PROBLEM — Render the data below as a numbered list with one line per item, skipping any blank lines. Leave the picture out of your answer.

ENTRIES SUPPLIED —
^^^^^^^^^^^^^^^^
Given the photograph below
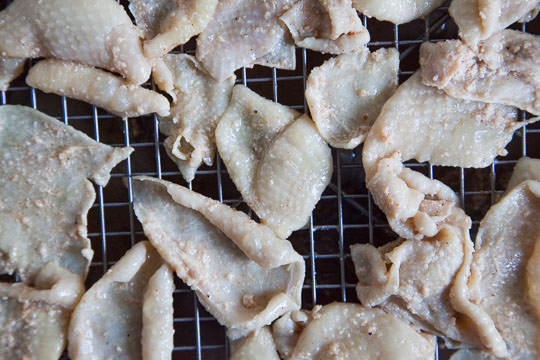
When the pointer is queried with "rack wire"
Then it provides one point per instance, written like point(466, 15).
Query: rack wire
point(345, 215)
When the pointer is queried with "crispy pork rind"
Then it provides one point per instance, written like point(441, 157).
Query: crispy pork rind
point(244, 33)
point(275, 157)
point(504, 69)
point(257, 345)
point(198, 103)
point(479, 19)
point(10, 68)
point(97, 87)
point(97, 33)
point(504, 274)
point(396, 11)
point(328, 26)
point(346, 94)
point(34, 320)
point(46, 166)
point(242, 273)
point(117, 317)
point(423, 123)
point(351, 331)
point(167, 24)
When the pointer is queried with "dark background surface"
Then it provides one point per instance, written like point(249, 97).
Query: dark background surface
point(345, 215)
^^^^^^^^^^^^^^^^
REPLY —
1. Given the photograph below
2. When the pointer is queried with "rack wire"
3. Then it provides one point per instance, written like point(466, 15).
4. Query: rack wire
5. point(345, 215)
6. When the pointer is queried with "crispy pork rind"
7. Then it provides one point per instance, written like point(441, 157).
8. Query: crispy pork rind
9. point(244, 33)
10. point(275, 157)
11. point(504, 69)
12. point(257, 345)
13. point(198, 103)
14. point(479, 19)
15. point(10, 68)
16. point(97, 87)
17. point(97, 33)
18. point(504, 274)
19. point(396, 11)
20. point(328, 26)
21. point(346, 94)
22. point(34, 320)
23. point(46, 166)
24. point(242, 273)
25. point(117, 317)
26. point(423, 123)
27. point(351, 331)
28. point(167, 24)
29. When the pointer is queried with "dark background surface"
30. Then it provides one point per instance, written like point(249, 97).
31. Query: dark background surface
32. point(345, 215)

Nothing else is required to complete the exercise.